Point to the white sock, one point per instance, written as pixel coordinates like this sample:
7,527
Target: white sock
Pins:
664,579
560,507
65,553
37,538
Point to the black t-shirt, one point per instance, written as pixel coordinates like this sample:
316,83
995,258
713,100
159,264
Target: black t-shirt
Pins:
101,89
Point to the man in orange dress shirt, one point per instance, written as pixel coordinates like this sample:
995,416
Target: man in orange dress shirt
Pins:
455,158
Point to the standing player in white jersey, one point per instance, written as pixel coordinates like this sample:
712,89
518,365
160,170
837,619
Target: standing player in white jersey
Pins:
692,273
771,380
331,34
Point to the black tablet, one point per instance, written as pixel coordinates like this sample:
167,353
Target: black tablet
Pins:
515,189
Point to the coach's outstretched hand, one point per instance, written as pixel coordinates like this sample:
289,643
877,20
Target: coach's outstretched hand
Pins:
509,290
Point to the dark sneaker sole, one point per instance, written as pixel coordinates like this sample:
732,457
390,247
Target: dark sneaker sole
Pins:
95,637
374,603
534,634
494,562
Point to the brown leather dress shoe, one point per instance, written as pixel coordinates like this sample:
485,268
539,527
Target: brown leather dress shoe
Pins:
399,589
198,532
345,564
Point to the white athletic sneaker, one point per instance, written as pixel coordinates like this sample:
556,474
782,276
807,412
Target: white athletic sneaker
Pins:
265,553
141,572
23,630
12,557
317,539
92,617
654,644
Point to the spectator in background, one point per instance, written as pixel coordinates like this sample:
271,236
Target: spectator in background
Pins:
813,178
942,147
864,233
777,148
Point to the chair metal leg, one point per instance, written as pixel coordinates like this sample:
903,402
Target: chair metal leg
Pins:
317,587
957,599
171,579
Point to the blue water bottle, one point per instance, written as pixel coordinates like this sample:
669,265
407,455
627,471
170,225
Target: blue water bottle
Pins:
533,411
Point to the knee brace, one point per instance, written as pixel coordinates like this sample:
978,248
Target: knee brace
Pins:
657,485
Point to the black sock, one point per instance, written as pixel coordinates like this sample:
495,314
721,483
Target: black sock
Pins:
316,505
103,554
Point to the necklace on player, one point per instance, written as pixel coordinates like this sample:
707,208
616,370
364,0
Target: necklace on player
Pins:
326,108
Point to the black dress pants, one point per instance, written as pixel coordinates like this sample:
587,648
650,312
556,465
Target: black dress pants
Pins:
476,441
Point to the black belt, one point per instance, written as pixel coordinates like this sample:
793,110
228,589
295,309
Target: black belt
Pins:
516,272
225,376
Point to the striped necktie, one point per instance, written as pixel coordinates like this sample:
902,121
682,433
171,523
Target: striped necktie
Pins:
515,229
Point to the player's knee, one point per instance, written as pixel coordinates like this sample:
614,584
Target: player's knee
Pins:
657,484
◆ ◆ ◆
Brief: Each line of the data should be transcribed exactly.

Exercise result:
Point to the white sock, one point per instance, written as pixel coordinates like this sample:
7,527
Target: white sock
Pins:
664,579
560,507
65,553
37,538
Point to the black t-shirt, one point per instance, written as pixel coordinates like this sample:
316,83
995,258
713,100
159,264
Target: black t-shirt
Pins:
101,89
Point to the man in orange dress shirt, one point per instance, written as pixel coordinates like this sample:
995,416
Target: man in orange dress shirt
Pins:
455,158
Point to the standing player in white jersey, one point per instance, written as pixel coordinates like this sample:
712,89
518,365
160,170
837,619
Target: standing player in white jersey
Pins:
692,273
771,380
331,34
Point to the black tablet, one point per instance, written as pixel coordinates like this sample:
167,353
Target: black tablet
Pins:
515,189
Point to the coach's outstretched hand, one point per instance, written as pixel coordinates like this sample:
289,643
877,20
Target: coach's outstretched hand
Pins:
509,290
Point to the dark sneaker sole, one point per instance, written as pixel coordinates like this sample:
732,457
390,247
Target: dark sneaker sole
Pins:
95,637
374,603
534,634
494,562
Point to the brown leather dress shoe, one point per instance, written as pixel coordinates like this sample:
485,268
539,527
Target: brown leather dress shoe
Pins:
399,589
198,532
345,564
Point to the white athletic sneaker, one point per instance, written as pixel coordinates like this sample:
556,474
782,276
807,412
Target: white athletic sneaker
Pins:
265,553
141,572
23,630
12,557
317,539
92,617
654,644
Point to the spectator in background, one point per instance, written as pixel coordinates like this sample:
271,236
Target: spectator in background
Pins:
813,178
942,147
864,233
777,148
Point to the chair metal leg, one point per instance, written as pixel coordinates like this sample:
903,402
Target: chair metal leg
Pins:
317,587
957,599
171,579
Point to the blue water bottle, one point per instance, written as pixel coordinates like this sample:
669,265
407,455
627,471
170,225
Target: blue water bottle
Pins:
533,411
Point to the knee brace, one point per instance, written as pixel coordinates like this sample:
978,248
Target: knee brace
Pins:
657,485
Point to the black sock, one point per instance, written as pixel coordinates like this sample:
495,314
721,483
Target: black sock
Pins:
316,505
103,554
Point to the necklace on player, one point per instance, written as pixel coordinates like this sample:
707,208
616,370
364,0
Target: necklace on player
Pins:
326,108
Point to the black dress pants, one point per instance, written as pixel coordinates like this sample:
587,648
650,312
556,465
Target: black dress pants
Pins:
476,441
Point to the black belt, one point per instance, written as pixel coordinates like this sample:
793,110
228,589
295,309
Target: black belt
Pins:
516,272
225,376
Point to the striped necktie, one point per instance, written as pixel coordinates like this sample:
902,121
682,433
171,523
Target: striped necktie
Pins:
515,229
Point to the player's knee, one point per instance, written as pixel coordinates like this sample:
614,584
Target: player's knee
Pins:
657,484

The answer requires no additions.